YOUR INSTRUCTIONS:
In the excerpt on religion and ethics, what does the German atheist foundation include among its ethical guidelines?

On the flipside, everything you achieve in life is yours to be proud of: god had nothing to do with that either. The world doesn't get any less beautiful because there's no god (loving or otherwise). It would certainly get a lot more sensible, though, and might possibly get a little less horrible.
Beleg Cúthalion on 19/12/2011 at 12:33
I think that the question of what comes after religion to preserve humanity is not as easily answered as it is presented. I also think that people in the future will still need more or less worldly guidelines and not just abstract ideas to put this new philosophy into effect... and to avoid sidestepping etc. - simply because people in general won't be clever enough to do this step on their own and as intended. Third, to come back to your first question, I strongly think people need an untouchable reference point in order to establish an ethical system that's more exalted than nature's eat-or-be-eaten. I think (but that's indeed a personal opinion) that e.g. a severe punishment must be avoided as long as possible and not be considered ideal but a compromise to the practical world. I came to this because the already mentioned German atheist foundation includes things like death penalty or penalties in general among its ethical guidelines. But I wonder what happens to the practical aspect of it if already the ideal version includes such things? Anyway, got to go and catch my train...

DATA EXCERPTS:
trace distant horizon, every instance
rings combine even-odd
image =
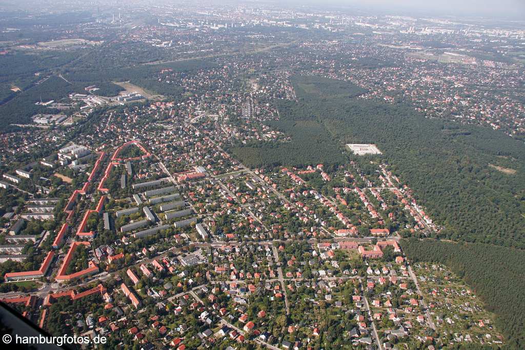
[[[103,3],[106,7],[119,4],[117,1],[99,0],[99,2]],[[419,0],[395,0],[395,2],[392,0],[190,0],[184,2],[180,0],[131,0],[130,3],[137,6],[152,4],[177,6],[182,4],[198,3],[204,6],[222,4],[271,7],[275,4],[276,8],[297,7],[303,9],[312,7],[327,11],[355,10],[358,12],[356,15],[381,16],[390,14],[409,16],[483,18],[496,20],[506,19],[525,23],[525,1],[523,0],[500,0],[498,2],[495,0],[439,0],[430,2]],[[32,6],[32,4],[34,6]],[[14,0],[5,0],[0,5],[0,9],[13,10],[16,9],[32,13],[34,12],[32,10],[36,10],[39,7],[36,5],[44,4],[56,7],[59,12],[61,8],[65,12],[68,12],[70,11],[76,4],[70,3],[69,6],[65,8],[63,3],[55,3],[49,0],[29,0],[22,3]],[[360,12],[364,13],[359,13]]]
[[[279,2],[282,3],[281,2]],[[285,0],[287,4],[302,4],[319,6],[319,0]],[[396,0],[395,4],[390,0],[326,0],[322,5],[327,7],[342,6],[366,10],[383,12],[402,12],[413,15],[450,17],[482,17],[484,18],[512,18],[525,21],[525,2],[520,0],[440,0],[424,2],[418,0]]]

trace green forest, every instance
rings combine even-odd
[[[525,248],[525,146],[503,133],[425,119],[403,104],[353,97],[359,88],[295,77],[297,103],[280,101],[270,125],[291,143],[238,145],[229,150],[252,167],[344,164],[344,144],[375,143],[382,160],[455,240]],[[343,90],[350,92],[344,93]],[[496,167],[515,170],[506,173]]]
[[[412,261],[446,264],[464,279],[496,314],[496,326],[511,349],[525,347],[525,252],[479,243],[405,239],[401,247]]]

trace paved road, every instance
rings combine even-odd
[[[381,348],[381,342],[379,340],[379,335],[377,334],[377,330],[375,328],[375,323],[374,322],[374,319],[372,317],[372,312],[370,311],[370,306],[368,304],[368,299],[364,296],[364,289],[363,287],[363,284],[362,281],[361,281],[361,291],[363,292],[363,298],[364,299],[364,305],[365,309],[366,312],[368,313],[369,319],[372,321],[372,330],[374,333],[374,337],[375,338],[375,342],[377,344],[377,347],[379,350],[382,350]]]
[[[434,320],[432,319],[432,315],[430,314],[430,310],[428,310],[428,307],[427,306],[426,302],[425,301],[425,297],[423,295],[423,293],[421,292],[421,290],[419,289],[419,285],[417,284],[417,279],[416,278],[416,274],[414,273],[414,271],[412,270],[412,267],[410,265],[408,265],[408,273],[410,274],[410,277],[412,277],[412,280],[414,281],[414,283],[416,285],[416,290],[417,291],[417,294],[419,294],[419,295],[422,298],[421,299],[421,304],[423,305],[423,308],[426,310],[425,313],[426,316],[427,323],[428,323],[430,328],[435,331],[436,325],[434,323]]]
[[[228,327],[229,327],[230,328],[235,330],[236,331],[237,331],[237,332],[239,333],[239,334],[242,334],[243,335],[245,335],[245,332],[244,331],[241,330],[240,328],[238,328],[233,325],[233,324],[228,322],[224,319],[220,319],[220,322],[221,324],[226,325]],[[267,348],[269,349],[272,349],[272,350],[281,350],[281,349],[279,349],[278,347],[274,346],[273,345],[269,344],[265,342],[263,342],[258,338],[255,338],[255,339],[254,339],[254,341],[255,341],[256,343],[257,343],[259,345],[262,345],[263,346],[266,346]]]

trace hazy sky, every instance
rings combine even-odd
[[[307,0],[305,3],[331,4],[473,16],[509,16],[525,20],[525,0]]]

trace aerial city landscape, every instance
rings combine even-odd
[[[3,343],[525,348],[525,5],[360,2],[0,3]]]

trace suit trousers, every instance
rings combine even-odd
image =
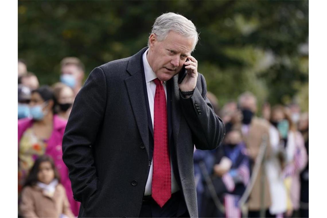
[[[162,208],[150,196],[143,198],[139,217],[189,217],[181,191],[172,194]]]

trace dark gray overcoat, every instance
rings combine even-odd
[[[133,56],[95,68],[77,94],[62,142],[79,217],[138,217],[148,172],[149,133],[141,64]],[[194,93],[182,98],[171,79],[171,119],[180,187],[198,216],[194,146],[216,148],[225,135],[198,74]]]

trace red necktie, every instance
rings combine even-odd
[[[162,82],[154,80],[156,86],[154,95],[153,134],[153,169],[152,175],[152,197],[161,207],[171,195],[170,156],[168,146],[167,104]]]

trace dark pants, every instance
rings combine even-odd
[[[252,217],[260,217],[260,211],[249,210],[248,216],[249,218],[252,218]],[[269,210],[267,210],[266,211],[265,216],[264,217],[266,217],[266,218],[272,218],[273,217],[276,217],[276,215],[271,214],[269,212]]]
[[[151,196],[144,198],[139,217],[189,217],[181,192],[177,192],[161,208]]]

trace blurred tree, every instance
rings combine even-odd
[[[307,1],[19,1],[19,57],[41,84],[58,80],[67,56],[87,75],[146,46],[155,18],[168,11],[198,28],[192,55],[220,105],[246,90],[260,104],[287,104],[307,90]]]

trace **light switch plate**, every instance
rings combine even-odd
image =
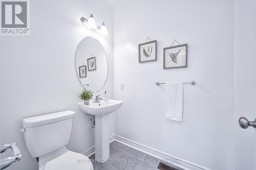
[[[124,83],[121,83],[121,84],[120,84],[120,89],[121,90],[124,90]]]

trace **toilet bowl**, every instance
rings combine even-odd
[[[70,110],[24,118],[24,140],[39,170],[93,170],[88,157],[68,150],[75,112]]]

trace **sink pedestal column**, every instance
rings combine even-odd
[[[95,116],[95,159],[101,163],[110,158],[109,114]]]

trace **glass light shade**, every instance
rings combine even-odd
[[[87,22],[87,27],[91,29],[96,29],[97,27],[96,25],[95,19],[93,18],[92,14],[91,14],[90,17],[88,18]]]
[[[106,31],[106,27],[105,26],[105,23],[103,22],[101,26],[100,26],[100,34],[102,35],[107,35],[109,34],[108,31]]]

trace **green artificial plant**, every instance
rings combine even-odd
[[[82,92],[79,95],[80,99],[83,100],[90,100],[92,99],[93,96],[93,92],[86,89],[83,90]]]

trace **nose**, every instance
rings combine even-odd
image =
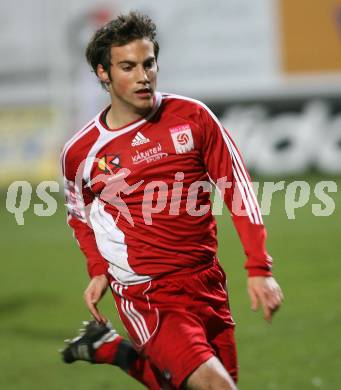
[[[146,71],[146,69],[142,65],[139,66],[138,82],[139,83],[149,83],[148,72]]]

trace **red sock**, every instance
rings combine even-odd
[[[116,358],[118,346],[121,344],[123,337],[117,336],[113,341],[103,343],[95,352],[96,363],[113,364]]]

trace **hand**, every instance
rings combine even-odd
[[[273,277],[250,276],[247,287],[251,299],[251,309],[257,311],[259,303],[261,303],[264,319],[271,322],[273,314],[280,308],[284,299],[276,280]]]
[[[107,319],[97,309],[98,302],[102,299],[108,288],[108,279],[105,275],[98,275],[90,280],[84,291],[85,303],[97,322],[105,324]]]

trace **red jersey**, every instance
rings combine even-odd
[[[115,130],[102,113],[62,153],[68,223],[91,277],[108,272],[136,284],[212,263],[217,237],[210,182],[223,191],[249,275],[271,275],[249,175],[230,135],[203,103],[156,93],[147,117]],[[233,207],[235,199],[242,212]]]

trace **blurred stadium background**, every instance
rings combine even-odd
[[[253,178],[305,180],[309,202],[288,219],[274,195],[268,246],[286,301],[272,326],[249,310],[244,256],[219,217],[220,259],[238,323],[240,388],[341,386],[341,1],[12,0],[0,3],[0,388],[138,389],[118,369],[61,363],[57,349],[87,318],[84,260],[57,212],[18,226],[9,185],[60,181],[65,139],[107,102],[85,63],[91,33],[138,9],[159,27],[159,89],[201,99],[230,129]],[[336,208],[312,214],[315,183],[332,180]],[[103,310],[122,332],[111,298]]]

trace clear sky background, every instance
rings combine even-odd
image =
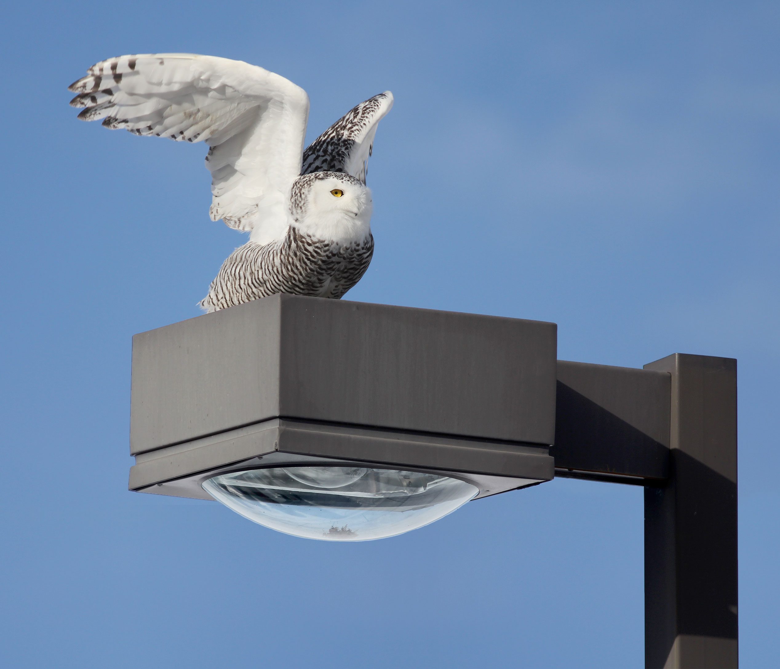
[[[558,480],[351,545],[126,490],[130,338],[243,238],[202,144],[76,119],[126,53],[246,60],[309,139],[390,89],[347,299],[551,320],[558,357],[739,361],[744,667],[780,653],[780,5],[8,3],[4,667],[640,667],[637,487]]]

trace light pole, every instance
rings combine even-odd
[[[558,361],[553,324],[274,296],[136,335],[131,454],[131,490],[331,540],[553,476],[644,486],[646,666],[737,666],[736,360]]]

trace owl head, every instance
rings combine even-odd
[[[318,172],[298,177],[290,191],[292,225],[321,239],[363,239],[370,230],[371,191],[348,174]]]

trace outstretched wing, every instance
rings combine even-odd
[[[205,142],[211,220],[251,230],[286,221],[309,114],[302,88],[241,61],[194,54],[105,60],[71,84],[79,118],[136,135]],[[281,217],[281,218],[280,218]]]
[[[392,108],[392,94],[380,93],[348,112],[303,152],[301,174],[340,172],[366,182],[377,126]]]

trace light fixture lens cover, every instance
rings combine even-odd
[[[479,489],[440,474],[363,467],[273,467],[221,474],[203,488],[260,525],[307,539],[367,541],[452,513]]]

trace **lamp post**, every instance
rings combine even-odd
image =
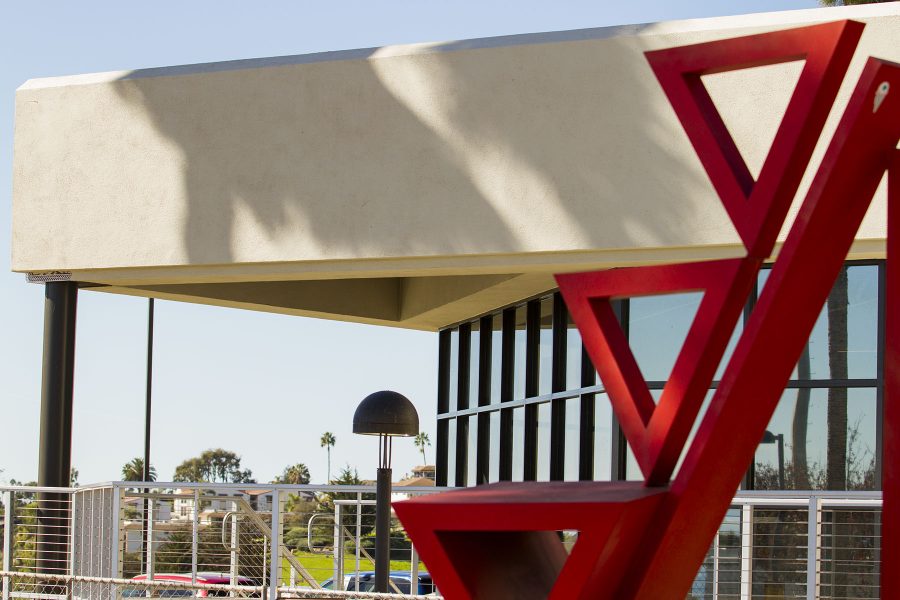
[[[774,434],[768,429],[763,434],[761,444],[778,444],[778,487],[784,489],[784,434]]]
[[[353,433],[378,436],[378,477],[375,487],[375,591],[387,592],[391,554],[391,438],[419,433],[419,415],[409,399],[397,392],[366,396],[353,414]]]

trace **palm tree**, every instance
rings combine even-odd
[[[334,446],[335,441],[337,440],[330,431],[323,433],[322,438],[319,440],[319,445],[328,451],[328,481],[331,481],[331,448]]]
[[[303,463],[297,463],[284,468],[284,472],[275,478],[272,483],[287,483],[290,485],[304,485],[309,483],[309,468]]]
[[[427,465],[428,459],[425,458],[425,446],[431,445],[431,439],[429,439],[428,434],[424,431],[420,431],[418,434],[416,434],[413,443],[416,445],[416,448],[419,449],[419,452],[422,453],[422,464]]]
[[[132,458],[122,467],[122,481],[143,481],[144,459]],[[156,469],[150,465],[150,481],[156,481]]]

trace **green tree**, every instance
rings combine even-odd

COMPLETE ANSWER:
Things like the death penalty or penalties in general.